##### Data listing
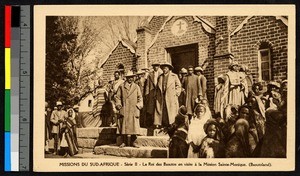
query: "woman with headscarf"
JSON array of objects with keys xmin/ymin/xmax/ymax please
[
  {"xmin": 60, "ymin": 109, "xmax": 78, "ymax": 157},
  {"xmin": 248, "ymin": 95, "xmax": 266, "ymax": 140},
  {"xmin": 238, "ymin": 105, "xmax": 259, "ymax": 152},
  {"xmin": 214, "ymin": 75, "xmax": 225, "ymax": 115},
  {"xmin": 225, "ymin": 119, "xmax": 252, "ymax": 158},
  {"xmin": 187, "ymin": 104, "xmax": 210, "ymax": 158},
  {"xmin": 259, "ymin": 109, "xmax": 287, "ymax": 158}
]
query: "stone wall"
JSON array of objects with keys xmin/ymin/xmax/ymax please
[
  {"xmin": 231, "ymin": 16, "xmax": 288, "ymax": 82},
  {"xmin": 148, "ymin": 16, "xmax": 215, "ymax": 104},
  {"xmin": 102, "ymin": 42, "xmax": 136, "ymax": 83}
]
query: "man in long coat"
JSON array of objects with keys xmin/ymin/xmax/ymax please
##########
• _Your goal_
Write out every row above as a numbered list, skipping blank lines and omitting the pictures.

• _Answer to this problem_
1. query: "woman with headscarf"
2. JSON array of objects with keys xmin/ymin/xmax/ymax please
3. [
4.   {"xmin": 60, "ymin": 109, "xmax": 78, "ymax": 157},
5.   {"xmin": 248, "ymin": 95, "xmax": 266, "ymax": 140},
6.   {"xmin": 238, "ymin": 105, "xmax": 259, "ymax": 152},
7.   {"xmin": 214, "ymin": 75, "xmax": 225, "ymax": 115},
8.   {"xmin": 225, "ymin": 119, "xmax": 252, "ymax": 158},
9.   {"xmin": 187, "ymin": 104, "xmax": 210, "ymax": 158},
10.   {"xmin": 259, "ymin": 109, "xmax": 287, "ymax": 158}
11. ]
12. query: "stone wall"
13. JSON array of objects with keys xmin/ymin/xmax/ymax please
14. [
15.   {"xmin": 231, "ymin": 16, "xmax": 288, "ymax": 82},
16.   {"xmin": 148, "ymin": 16, "xmax": 215, "ymax": 104},
17.   {"xmin": 102, "ymin": 42, "xmax": 136, "ymax": 83}
18. ]
19. query: "man in long coat"
20. JSON array of objects with keys xmin/ymin/xmax/ymax please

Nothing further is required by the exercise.